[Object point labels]
** START **
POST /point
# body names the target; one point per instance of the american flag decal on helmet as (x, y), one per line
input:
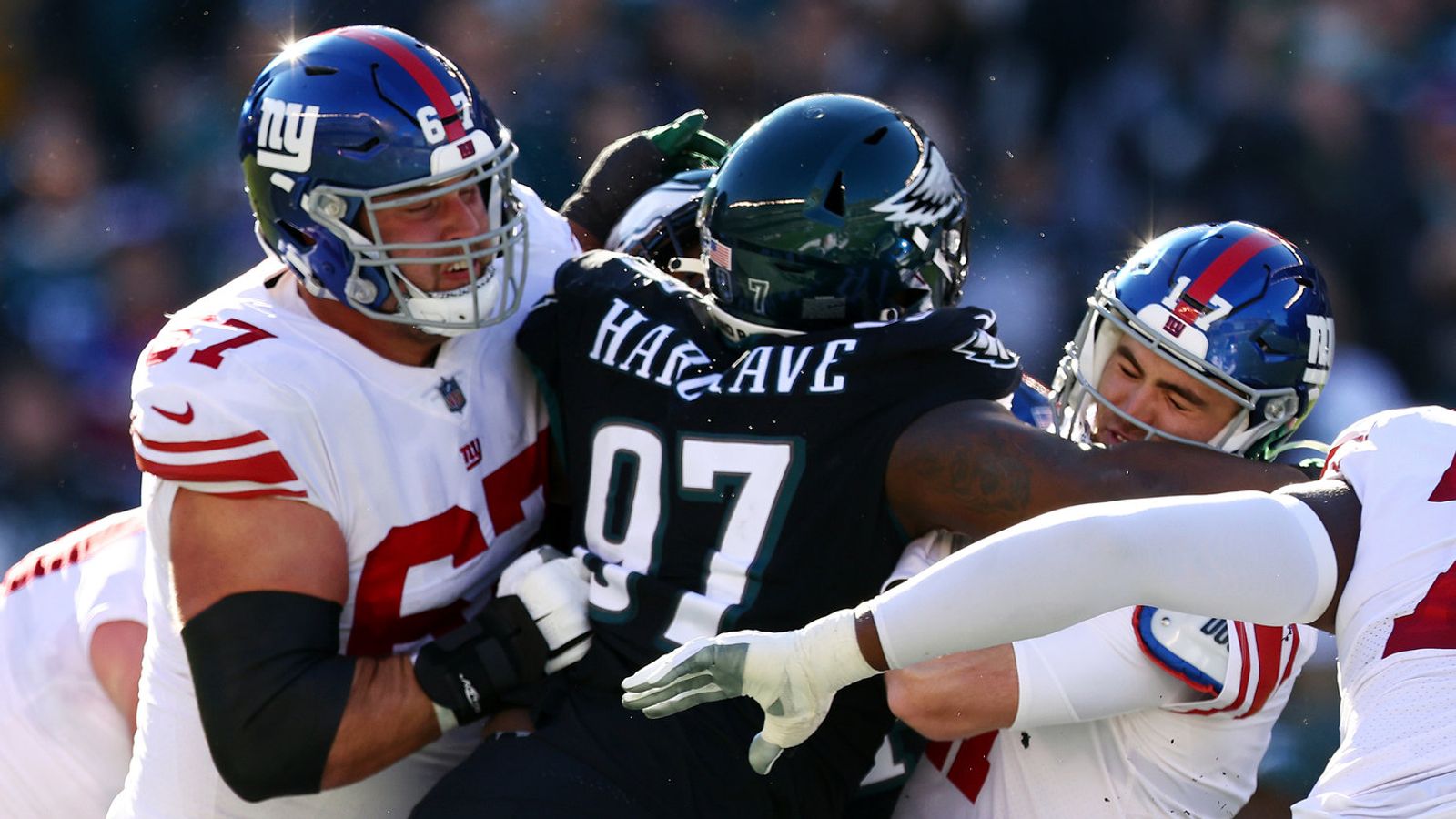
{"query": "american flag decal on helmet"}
(451, 392)
(720, 254)
(928, 197)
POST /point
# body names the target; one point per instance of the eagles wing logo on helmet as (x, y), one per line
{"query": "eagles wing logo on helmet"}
(929, 196)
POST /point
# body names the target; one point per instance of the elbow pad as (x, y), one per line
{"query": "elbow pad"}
(271, 688)
(485, 663)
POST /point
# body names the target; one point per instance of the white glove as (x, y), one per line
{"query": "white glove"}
(793, 675)
(553, 589)
(924, 552)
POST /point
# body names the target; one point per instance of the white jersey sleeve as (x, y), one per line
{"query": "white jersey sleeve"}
(434, 475)
(1106, 731)
(1392, 629)
(65, 745)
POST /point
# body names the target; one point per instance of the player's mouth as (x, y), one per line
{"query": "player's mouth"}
(1111, 436)
(455, 276)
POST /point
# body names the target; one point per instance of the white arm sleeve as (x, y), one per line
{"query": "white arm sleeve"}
(1091, 671)
(1244, 555)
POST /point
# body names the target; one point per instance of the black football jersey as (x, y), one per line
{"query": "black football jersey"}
(727, 487)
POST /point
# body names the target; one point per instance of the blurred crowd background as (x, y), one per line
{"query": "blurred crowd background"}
(1081, 130)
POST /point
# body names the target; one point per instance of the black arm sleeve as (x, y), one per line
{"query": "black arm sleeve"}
(271, 688)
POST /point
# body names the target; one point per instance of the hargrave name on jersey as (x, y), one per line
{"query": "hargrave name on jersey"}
(662, 354)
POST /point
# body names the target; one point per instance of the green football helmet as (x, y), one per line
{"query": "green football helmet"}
(832, 210)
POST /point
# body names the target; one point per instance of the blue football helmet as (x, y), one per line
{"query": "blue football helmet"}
(1234, 305)
(834, 208)
(359, 120)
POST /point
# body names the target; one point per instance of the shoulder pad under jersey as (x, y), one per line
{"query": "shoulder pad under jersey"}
(1031, 402)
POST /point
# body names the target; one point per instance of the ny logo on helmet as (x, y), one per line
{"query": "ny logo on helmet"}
(288, 131)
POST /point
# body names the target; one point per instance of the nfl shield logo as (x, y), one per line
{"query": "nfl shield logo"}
(453, 395)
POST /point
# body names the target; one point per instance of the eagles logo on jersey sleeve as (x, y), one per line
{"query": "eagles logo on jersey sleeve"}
(1239, 665)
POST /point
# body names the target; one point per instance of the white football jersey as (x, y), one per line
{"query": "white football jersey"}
(63, 743)
(1394, 629)
(1194, 755)
(433, 474)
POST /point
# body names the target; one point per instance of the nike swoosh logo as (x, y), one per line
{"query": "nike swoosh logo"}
(186, 417)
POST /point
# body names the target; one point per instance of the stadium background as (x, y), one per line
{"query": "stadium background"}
(1079, 128)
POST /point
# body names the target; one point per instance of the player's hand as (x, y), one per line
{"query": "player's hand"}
(791, 675)
(626, 167)
(686, 145)
(553, 589)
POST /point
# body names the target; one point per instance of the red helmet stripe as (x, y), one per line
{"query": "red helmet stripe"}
(1229, 261)
(429, 82)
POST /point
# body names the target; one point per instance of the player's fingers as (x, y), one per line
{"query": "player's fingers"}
(679, 687)
(686, 700)
(763, 753)
(673, 136)
(682, 661)
(708, 146)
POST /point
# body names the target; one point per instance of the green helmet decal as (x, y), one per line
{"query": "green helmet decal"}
(834, 208)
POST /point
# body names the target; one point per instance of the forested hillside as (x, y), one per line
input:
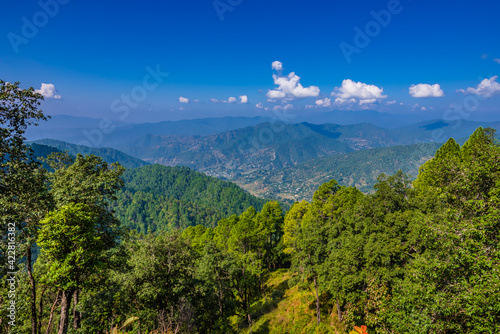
** END **
What needs to be done
Please count the lines in the items above that contain the string "hand", and reply with that number alone.

Result
2